[Start of Attachment]

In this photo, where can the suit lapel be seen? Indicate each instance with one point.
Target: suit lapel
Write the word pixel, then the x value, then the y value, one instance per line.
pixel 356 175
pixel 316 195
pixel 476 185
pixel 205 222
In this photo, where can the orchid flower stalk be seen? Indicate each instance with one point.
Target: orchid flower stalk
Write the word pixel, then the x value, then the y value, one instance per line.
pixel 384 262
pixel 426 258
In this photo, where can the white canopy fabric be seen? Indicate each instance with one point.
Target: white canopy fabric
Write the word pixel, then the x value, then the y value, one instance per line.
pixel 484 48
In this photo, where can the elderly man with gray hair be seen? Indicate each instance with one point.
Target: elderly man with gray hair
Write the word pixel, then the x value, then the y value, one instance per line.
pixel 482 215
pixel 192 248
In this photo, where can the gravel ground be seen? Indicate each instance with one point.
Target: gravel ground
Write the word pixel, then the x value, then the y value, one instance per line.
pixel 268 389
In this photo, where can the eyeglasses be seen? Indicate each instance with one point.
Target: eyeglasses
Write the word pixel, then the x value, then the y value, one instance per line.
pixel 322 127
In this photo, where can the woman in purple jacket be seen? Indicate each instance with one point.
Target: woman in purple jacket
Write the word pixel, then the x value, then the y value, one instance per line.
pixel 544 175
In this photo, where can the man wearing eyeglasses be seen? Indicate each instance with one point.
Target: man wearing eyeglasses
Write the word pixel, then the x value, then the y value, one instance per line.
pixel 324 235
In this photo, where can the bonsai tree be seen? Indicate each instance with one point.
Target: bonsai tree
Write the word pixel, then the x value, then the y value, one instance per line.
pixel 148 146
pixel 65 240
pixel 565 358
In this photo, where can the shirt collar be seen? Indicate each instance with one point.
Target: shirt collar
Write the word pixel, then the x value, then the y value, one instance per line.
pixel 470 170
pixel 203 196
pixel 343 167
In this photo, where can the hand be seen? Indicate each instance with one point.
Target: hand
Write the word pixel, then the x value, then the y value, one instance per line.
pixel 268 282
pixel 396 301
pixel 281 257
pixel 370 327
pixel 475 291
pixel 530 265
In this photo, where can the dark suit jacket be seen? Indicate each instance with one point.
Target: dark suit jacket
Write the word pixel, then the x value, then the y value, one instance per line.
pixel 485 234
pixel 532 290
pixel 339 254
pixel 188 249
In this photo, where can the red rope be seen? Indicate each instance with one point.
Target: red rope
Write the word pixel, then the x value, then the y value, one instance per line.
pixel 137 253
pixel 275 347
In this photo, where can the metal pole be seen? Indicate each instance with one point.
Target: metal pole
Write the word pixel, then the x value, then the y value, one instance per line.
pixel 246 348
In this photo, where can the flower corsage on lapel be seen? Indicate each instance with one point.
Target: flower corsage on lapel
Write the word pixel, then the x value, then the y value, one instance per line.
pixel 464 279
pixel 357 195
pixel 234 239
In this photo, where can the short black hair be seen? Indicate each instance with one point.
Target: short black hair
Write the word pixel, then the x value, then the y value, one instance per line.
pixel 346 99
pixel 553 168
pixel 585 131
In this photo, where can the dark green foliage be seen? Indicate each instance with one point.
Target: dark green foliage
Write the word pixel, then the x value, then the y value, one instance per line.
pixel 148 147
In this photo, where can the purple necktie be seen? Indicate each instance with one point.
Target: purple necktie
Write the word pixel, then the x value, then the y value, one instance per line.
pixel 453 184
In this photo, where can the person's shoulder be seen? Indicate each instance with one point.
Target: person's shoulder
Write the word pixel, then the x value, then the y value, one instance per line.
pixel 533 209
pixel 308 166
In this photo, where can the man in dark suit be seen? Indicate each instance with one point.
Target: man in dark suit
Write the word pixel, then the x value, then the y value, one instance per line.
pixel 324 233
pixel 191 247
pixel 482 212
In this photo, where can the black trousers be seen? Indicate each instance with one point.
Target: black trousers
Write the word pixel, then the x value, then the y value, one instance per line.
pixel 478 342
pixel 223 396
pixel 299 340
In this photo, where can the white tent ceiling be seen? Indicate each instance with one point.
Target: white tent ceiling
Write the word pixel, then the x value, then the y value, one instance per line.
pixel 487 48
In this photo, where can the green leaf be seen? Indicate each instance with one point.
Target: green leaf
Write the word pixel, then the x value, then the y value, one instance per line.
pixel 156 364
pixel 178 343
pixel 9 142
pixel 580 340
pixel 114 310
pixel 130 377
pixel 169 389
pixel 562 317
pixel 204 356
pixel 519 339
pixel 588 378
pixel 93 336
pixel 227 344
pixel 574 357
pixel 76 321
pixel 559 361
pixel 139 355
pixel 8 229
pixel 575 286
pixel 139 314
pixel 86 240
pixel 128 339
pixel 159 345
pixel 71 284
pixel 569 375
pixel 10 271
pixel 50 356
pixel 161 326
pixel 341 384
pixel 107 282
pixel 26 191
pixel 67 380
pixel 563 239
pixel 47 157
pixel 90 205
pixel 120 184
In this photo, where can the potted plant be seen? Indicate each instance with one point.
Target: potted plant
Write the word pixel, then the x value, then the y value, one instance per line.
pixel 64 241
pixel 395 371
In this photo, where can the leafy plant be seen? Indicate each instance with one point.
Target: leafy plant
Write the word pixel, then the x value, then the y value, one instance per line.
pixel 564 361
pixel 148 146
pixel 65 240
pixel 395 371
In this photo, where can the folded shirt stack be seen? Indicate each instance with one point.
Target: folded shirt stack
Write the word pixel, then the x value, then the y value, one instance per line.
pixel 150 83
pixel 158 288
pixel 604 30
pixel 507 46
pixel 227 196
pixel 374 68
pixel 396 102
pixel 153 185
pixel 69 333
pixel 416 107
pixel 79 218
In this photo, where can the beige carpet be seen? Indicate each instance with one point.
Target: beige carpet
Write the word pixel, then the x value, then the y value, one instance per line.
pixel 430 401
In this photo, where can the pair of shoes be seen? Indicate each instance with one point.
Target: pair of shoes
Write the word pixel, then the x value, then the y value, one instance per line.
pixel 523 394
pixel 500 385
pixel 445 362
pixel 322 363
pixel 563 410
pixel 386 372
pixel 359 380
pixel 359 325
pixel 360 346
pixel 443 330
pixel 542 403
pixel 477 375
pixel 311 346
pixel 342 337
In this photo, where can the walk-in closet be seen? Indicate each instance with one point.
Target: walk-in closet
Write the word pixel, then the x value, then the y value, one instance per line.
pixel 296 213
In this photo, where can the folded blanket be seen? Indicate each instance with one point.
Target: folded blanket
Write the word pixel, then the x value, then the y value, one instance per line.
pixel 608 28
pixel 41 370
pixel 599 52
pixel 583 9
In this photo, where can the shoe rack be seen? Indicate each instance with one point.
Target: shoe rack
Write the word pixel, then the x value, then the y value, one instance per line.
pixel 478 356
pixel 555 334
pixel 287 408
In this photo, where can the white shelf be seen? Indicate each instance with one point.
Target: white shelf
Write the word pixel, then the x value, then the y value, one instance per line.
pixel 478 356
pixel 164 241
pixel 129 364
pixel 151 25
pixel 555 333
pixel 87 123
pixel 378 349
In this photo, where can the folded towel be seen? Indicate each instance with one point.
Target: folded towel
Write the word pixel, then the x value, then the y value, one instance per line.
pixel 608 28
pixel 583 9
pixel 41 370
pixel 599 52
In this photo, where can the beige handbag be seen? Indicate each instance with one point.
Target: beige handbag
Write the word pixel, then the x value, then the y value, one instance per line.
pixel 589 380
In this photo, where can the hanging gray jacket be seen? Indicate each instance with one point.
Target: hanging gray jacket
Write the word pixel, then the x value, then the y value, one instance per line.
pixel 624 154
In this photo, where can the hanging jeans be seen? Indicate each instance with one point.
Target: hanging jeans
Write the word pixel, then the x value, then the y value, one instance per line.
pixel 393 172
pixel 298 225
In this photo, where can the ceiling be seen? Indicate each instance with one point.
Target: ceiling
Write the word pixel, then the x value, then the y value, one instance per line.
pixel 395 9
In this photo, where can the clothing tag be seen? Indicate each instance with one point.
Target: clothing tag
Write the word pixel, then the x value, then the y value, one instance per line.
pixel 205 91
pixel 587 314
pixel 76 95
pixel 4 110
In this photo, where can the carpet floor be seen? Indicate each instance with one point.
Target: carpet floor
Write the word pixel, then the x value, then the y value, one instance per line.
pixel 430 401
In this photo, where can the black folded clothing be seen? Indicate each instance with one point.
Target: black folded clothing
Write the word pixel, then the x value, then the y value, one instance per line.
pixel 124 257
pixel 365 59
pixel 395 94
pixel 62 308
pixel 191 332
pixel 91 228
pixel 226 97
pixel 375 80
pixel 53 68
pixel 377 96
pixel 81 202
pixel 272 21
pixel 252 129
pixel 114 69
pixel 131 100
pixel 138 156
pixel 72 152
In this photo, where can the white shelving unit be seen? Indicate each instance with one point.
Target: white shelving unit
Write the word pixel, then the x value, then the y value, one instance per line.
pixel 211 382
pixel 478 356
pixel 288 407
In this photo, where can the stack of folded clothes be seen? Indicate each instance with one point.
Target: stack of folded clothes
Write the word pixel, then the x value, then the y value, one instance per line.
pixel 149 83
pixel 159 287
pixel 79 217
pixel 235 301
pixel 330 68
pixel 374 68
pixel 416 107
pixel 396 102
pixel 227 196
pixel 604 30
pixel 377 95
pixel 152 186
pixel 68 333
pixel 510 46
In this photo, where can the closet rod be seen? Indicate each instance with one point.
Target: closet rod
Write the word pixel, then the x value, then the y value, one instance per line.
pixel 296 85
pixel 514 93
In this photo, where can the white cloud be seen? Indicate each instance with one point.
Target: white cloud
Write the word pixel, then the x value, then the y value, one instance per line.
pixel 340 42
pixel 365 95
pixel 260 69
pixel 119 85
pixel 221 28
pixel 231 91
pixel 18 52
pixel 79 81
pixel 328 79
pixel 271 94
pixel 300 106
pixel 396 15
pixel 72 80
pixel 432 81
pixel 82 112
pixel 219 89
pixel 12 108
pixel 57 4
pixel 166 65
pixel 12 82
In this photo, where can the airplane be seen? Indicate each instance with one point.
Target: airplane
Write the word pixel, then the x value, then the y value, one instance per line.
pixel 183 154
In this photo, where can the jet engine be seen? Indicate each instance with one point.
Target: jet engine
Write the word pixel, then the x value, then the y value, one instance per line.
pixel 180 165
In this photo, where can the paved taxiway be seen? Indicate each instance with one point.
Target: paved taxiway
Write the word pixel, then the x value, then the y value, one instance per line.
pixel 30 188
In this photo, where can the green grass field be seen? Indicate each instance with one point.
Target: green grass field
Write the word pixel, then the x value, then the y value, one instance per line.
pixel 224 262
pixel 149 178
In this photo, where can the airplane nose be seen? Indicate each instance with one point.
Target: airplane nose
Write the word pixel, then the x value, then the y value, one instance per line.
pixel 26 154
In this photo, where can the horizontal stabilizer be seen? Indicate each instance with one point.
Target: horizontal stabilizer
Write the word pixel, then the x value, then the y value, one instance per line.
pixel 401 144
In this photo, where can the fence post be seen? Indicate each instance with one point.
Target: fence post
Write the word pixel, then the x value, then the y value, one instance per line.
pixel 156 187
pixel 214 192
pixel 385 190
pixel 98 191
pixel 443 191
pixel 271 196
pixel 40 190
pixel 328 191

[End of Attachment]

— What to do —
Count the lines above that contain the word "eyeglasses". Give only the number.

— Solution —
4